### YOUR TASK:
Below is some data. Retype exactly the lines starting at the one with "Target: bird's foot" and ending at the one with "the bird's eye.".

### EXCERPTED DATA:
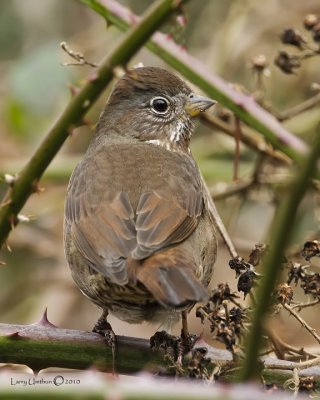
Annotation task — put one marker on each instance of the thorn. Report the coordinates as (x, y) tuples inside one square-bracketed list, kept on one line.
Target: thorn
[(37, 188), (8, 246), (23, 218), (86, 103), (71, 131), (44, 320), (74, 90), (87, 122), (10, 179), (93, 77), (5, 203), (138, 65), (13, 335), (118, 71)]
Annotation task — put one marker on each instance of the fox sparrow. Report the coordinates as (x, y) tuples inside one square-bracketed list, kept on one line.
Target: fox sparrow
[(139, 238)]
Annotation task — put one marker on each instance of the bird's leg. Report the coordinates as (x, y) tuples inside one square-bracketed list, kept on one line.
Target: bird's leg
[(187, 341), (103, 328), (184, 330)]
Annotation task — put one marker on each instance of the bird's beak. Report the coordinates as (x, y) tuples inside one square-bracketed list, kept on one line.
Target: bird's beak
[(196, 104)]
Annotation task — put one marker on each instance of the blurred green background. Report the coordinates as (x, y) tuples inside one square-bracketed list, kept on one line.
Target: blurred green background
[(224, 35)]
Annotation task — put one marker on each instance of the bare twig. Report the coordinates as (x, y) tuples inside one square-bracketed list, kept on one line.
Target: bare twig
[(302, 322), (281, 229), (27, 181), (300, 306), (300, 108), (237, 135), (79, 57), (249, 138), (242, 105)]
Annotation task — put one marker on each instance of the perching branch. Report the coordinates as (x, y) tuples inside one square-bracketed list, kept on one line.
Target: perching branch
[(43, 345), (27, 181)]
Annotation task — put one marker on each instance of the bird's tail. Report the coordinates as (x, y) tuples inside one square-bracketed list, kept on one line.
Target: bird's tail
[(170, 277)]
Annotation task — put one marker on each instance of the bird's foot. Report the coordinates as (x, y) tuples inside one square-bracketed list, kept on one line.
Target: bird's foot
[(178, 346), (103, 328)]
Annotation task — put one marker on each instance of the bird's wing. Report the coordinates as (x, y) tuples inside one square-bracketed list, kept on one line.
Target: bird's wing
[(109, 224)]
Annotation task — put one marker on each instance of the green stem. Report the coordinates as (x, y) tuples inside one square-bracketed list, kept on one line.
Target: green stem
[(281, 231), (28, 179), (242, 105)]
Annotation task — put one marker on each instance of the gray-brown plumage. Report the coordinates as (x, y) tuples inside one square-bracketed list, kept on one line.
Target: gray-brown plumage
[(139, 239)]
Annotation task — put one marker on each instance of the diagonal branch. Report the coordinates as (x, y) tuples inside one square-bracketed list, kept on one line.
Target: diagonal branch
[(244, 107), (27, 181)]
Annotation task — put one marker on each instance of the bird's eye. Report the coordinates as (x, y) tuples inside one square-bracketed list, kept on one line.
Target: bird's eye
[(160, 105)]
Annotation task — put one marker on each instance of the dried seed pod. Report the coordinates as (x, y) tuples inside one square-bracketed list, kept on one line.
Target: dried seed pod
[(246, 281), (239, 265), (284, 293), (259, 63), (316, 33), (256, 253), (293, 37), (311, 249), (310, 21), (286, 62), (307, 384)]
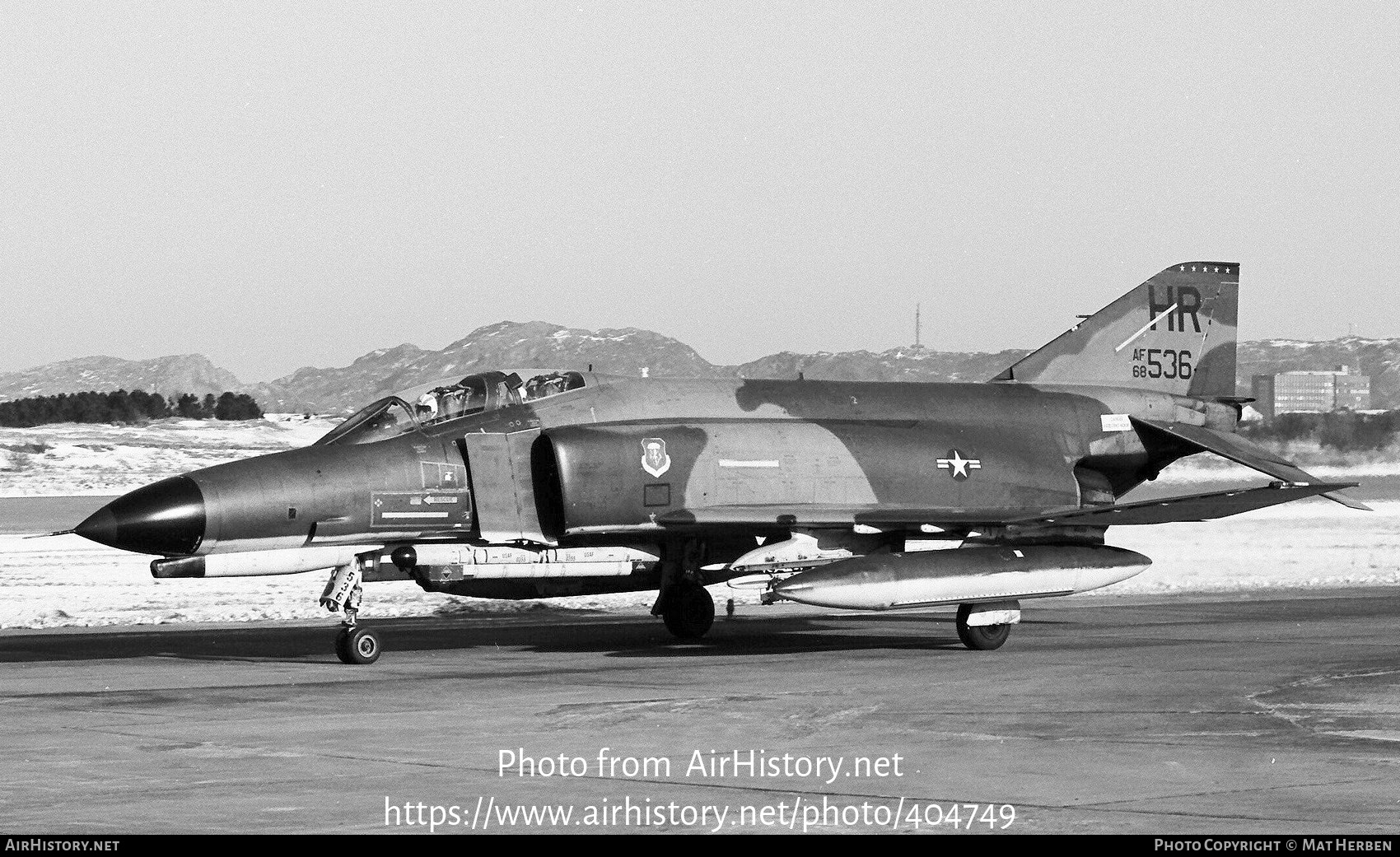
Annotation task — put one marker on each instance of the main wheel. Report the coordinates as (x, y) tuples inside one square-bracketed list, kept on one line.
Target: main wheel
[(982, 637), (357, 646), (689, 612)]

...

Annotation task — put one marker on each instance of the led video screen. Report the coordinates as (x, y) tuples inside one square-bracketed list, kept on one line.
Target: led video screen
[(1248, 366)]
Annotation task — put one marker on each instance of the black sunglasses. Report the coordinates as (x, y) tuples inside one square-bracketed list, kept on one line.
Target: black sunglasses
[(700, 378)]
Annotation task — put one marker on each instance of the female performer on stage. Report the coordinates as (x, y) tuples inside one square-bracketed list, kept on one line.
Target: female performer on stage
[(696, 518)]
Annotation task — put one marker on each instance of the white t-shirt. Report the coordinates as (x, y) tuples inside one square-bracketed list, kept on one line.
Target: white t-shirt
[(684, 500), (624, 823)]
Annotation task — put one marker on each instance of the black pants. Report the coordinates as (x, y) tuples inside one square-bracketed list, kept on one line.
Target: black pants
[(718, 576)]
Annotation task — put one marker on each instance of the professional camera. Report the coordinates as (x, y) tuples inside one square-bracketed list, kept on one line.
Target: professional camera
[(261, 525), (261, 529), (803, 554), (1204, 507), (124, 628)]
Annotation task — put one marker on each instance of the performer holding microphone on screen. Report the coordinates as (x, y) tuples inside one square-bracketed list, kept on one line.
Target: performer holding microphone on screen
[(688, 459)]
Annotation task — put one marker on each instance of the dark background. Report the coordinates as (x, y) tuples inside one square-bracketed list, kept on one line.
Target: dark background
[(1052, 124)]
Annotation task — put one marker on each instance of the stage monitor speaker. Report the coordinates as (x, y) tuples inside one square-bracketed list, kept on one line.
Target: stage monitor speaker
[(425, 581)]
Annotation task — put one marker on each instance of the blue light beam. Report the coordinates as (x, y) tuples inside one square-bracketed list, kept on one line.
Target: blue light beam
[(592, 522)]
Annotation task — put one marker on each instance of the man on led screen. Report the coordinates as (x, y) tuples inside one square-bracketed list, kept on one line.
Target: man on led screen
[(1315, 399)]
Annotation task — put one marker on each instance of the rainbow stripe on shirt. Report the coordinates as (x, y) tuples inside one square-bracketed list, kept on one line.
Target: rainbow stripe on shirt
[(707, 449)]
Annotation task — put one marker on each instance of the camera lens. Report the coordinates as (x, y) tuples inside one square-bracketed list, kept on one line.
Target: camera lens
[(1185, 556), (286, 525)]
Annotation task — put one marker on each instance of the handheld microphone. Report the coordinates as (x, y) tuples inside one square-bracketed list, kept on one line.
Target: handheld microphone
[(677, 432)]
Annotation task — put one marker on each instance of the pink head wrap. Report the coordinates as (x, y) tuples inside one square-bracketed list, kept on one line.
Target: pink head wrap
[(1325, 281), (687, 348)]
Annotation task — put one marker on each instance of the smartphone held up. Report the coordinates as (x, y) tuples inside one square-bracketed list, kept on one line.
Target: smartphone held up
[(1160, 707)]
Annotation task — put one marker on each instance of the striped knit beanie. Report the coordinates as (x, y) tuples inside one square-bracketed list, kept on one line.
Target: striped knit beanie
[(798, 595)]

### PROBLEM SOLUTION:
Target: bird's foot
[(178, 346), (103, 328)]
Annotation task — put one marker on each instance of the bird's wing. Report the coordinates as (x, y) tuples inside one square-bracketed list, kept on one line.
Target: bird's wing
[(109, 224)]
Annotation task — put one marker on each instance of the green stem. Report the coordinates as (x, y) tuples inside one square-bracketed list, kept on one line.
Target: green stem
[(281, 231), (28, 179), (242, 105)]
Annotation task — put one marker on each instance of the gray-brown plumage. Report the coordinates as (x, y) tuples inside one square-bracketed list, kept on one line.
Target: gray-brown plumage
[(139, 239)]
Annotation task — put one marker on each instance of the diagonal branch. Report the coordinates as (x, y) tuples inside one square-bracketed list, kept on one line.
Target: diagonal branch
[(244, 107), (27, 181)]
Annotation task — put one marker on each instance of the bird's eye. Report the coordinates as (x, y) tuples inside one square-bracketed list, kept on one line.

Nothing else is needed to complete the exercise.